PROMPT: Retype the following passage on dot-product similarity of normalized vectors, from "Here is my attempt" up to and including "my random vectors.".

DOCUMENT SEGMENT:

Instead of cosine, you can calculate the dot-product of normalised vectors. Then, vectorisation can be done before this operation.
Here is my attempt to replicate the test with random vectors:
import numpy as np
# assume vector dimension is 100:
a = np.random.random([30000, 100]) # X vectors
b = np.random.random([400, 100]) # Y vectors
a = np.array([[_v/np.linalg.norm(_v)] for _v in a]) # shape (30000, d, 1)
b = np.array([[_v/np.linalg.norm(_v)] for _v in b]) # shape (400, d, 1)
sims = np.tensordot(a, b, axes=([1,2], [1,2]))
print(np.where(sims > 0.87)[0]) # index of matched item in X
I reduced the threshold to 0.87
to be able to show some results in my random vectors.
Replace the random a
and b
with the vectorisation code:
vectorizer = CountVectorizer()
a = [vectorizer(s.lower()) for s in X]
b = [vectorizer(s.lower()) for s in Y]
Also, in the end, you need to use the X
indices to get back to the actual source.
x_indices, _ = np.where(sims > 0.9)
x_indices = set(list(x_indices)) # avoid possible duplicate matches
found_words = [X[i] for i in x_indices]
If you have access to an Nvidia GPU with CUDA support, you can use that for faster/parallelized tensor operations. You can use torch
to access the device:
import torch
import numpy as np
vectorizer = CountVectorizer()
a = [vectorizer(s.lower()) for s in X]
b = [vectorizer(s.lower()) for s in Y]
# normalize the vectors and also convert them to tensor types
a = torch.tensor([[_v/np.linalg.norm(_v)] for _v in a], device='cuda') # shape (30000, d, 1)
b = torch.tensor([[_v/np.linalg.norm(_v)] for _v in b], device='cuda') # shape (400, d, 1)
sims = torch.tensordot(a, b, dims=([1, 2], [1, 2])).cpu().numpy()
# shape (30000, 400)
x_indices, _ = np.where(sims > 0.9)
x_indices = set(list(x_indices)) # avoid possible duplicate matches
found_words = [X[i] for i in x_indices]

[Part of a data file]
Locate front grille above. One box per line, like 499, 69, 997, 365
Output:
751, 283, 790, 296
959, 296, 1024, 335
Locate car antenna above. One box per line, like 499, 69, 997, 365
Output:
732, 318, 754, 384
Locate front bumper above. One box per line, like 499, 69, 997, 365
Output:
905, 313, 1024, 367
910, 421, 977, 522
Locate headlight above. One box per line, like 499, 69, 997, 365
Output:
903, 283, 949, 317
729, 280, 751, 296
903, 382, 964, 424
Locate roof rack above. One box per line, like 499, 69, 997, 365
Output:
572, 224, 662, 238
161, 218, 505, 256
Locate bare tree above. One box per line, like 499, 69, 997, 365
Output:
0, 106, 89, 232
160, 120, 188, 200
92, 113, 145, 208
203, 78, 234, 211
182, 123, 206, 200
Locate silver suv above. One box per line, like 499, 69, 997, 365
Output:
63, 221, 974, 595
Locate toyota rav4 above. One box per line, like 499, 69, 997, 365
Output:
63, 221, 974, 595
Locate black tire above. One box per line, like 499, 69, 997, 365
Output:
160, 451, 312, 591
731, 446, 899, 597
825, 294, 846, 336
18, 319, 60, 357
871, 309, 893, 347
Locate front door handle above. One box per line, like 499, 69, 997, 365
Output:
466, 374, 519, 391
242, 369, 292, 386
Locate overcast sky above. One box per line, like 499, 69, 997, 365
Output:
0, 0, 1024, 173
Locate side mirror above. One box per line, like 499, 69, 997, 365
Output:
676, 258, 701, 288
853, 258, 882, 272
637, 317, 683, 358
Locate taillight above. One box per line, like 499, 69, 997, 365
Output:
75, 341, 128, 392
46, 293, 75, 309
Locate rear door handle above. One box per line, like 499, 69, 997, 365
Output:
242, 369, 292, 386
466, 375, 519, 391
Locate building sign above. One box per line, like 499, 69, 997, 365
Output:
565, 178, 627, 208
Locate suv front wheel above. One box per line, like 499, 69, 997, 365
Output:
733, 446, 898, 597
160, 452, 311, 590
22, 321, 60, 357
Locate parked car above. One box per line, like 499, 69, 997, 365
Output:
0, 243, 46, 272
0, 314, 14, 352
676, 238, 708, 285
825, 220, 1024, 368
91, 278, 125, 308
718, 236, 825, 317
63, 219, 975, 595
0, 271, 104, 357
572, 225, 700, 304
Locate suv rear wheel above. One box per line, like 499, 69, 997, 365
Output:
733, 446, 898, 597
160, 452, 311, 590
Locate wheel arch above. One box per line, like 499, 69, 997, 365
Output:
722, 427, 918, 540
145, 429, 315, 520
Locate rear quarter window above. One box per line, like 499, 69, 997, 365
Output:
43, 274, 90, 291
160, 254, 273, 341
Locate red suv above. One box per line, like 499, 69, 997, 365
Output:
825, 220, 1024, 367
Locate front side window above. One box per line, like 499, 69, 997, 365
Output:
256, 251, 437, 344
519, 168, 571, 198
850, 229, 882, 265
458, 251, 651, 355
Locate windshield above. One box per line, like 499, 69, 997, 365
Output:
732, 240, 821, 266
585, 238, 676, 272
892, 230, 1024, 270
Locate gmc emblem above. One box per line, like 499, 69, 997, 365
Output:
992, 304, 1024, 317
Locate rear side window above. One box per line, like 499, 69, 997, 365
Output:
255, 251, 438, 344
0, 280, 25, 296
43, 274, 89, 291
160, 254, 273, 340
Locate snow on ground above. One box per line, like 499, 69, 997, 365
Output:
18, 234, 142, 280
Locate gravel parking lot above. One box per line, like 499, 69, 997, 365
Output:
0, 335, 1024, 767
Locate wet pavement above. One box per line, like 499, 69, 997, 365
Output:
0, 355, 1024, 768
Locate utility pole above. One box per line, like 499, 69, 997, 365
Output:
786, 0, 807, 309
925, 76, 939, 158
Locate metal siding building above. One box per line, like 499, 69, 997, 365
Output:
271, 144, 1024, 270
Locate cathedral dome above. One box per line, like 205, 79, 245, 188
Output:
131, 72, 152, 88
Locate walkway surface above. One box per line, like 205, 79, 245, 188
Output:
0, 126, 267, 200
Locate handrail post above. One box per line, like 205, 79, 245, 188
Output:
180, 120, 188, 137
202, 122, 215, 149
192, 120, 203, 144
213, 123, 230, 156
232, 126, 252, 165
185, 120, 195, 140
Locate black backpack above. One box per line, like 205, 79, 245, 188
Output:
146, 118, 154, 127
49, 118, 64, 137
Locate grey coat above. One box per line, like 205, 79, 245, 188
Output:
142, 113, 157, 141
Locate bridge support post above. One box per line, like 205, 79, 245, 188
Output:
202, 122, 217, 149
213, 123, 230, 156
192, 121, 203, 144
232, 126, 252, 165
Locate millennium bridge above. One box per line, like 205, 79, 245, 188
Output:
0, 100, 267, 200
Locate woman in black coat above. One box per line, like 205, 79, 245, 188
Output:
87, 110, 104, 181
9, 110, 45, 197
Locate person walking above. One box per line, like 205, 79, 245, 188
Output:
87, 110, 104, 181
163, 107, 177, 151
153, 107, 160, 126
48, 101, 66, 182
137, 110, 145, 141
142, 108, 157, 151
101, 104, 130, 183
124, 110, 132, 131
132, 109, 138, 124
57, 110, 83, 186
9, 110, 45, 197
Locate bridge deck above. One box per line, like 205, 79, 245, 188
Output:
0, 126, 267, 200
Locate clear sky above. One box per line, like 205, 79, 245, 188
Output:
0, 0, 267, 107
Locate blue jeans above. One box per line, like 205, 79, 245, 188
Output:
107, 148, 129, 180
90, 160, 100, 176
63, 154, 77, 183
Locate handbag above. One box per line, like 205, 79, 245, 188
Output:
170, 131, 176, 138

==

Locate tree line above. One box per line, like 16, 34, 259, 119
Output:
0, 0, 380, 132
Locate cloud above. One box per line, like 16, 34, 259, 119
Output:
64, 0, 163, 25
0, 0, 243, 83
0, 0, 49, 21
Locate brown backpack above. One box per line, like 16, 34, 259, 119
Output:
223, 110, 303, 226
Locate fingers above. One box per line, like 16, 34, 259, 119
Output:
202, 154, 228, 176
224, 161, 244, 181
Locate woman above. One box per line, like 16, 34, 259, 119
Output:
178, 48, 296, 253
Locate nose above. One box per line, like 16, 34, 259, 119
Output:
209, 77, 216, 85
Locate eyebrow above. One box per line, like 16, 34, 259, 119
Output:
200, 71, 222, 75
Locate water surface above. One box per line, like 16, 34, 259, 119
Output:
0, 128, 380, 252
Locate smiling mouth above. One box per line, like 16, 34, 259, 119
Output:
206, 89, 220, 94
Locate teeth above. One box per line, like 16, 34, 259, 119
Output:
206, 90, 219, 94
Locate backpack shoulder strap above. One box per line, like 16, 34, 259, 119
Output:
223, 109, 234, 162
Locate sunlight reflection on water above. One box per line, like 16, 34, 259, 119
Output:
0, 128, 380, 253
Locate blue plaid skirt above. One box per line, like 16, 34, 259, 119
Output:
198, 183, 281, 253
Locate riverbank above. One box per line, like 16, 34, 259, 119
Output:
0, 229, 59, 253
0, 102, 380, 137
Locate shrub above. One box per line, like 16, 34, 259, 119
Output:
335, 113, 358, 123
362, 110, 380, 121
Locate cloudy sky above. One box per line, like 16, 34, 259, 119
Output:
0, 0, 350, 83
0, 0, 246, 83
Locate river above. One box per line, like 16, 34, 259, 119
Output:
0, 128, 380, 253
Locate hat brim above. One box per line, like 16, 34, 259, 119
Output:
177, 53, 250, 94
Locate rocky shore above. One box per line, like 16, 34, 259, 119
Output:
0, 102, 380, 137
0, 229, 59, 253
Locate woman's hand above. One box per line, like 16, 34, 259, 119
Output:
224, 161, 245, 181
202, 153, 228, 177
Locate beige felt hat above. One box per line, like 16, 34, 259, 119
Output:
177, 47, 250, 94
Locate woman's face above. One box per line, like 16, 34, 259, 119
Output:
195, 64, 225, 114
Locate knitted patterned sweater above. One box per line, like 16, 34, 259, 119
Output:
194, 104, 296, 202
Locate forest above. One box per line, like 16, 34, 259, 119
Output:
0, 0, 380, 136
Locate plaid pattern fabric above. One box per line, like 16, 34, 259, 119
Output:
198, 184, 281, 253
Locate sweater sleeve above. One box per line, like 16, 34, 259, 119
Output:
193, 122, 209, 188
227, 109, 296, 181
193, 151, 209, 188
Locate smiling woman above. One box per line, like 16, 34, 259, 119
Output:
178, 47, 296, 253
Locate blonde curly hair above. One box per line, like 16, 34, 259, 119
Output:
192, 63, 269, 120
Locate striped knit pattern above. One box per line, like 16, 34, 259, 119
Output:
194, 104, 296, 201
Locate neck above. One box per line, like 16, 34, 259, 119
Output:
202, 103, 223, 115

RESULT OF THIS TASK:
Here is my attempt to replicate the test with random vectors:
import numpy as np
# assume vector dimension is 100:
a = np.random.random([30000, 100]) # X vectors
b = np.random.random([400, 100]) # Y vectors
a = np.array([[_v/np.linalg.norm(_v)] for _v in a]) # shape (30000, d, 1)
b = np.array([[_v/np.linalg.norm(_v)] for _v in b]) # shape (400, d, 1)
sims = np.tensordot(a, b, axes=([1,2], [1,2]))
print(np.where(sims > 0.87)[0]) # index of matched item in X
I reduced the threshold to 0.87
to be able to show some results in my random vectors.